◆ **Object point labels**
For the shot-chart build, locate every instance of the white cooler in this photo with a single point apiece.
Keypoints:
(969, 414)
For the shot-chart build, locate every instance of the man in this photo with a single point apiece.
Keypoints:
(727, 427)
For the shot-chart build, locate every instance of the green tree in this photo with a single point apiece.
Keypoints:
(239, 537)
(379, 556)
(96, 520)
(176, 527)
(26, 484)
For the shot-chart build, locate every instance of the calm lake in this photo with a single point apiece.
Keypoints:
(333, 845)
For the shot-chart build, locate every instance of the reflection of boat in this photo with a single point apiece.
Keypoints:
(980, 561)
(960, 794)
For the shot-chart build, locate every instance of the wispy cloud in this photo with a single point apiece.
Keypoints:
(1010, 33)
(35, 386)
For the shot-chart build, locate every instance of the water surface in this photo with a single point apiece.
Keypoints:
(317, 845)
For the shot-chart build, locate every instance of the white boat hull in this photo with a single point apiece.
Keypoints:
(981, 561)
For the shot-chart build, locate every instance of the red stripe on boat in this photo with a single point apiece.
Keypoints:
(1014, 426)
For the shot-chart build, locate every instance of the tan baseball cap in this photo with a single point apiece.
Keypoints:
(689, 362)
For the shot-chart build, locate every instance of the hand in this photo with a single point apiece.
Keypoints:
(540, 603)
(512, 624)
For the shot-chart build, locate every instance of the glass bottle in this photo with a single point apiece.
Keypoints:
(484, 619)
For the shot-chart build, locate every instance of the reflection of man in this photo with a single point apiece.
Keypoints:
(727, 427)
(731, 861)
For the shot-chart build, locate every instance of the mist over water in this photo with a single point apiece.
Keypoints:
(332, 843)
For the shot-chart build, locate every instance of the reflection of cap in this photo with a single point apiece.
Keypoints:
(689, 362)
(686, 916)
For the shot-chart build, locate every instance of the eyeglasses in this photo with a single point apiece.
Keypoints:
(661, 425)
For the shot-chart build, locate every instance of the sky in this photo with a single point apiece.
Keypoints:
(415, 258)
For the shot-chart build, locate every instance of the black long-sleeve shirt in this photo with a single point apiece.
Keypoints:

◆ **What you should do**
Lay out every line of the items above as a Markdown table with two columns, Row and Line. Number the rows and leave out blank lines.

◆ **Result for this exercise**
| Row | Line |
|---|---|
| 1 | For the shot-chart build, locate every instance of the white cooler in this photo with a single point apiece. |
| 2 | Keypoints: |
| 3 | (969, 414) |
| 4 | For the shot-chart build, locate every instance of the man in this photo with a single point apiece. |
| 5 | Keypoints: |
| 6 | (727, 427) |
| 7 | For the shot-chart build, locate every instance of the green tree in this photo with a single point apiece. |
| 8 | Keypoints: |
| 9 | (239, 537) |
| 10 | (379, 556) |
| 11 | (96, 520) |
| 12 | (176, 527) |
| 13 | (26, 484) |
| 14 | For the shot-chart build, locate every instance of the calm lake in this photo with a single point apiece. |
| 15 | Keypoints: |
| 16 | (333, 845) |
| 17 | For the shot-chart build, locate every instance of the reflection of boat in this photo with a single point apiece. |
| 18 | Keypoints: |
| 19 | (980, 561) |
| 20 | (960, 794) |
| 21 | For the shot-chart build, locate every instance of the wispy cloud in this photo with a single point apiece. |
| 22 | Keypoints: |
| 23 | (1010, 33) |
| 24 | (35, 386) |
| 25 | For the shot-chart build, locate every instance of the water surface in this photo with a single point apiece. |
| 26 | Keypoints: |
| 27 | (317, 845) |
| 28 | For the shot-chart build, locate every instance of the white boat hull in this photo with a single point apiece. |
| 29 | Keypoints: |
| 30 | (981, 561) |
| 31 | For the shot-chart build, locate every instance of the red stripe on boat in this photo with a single point apiece. |
| 32 | Keypoints: |
| 33 | (1014, 426) |
| 34 | For the shot-chart build, locate every instance of the tan baseball cap in this photo with a single point apiece. |
| 35 | Keypoints: |
| 36 | (689, 362) |
| 37 | For the shot-chart build, locate every instance of the hand in this photo with a single point apiece. |
| 38 | Keypoints: |
| 39 | (540, 603) |
| 40 | (512, 624) |
| 41 | For the shot-chart build, locate every instance of the glass bottle in this photo with a single point apiece. |
| 42 | Keypoints: |
| 43 | (484, 619) |
| 44 | For the shot-chart build, locate every instance of the reflection of man in this photo with a single point apiece. |
| 45 | Keypoints: |
| 46 | (727, 427) |
| 47 | (731, 861) |
| 48 | For the shot-chart build, locate every instance of the mist over water in this photo with a single point apiece. |
| 49 | Keypoints: |
| 50 | (332, 843) |
| 51 | For the shot-chart build, locate every instance of the reflection of cap in this photo with a single point apiece. |
| 52 | Keypoints: |
| 53 | (689, 362) |
| 54 | (686, 916) |
| 55 | For the shot-chart build, locate every instance of the eyeglasses in this photo with a single point apiece. |
| 56 | Keypoints: |
| 57 | (661, 425) |
| 58 | For the shot-chart build, locate every instance of the sky in this photo with a single point apiece. |
| 59 | Keypoints: |
| 60 | (415, 258) |
| 61 | For the shot-chart build, locate every instance of the black long-sleeve shirt in this photo with a single point apiece. |
| 62 | Keypoints: |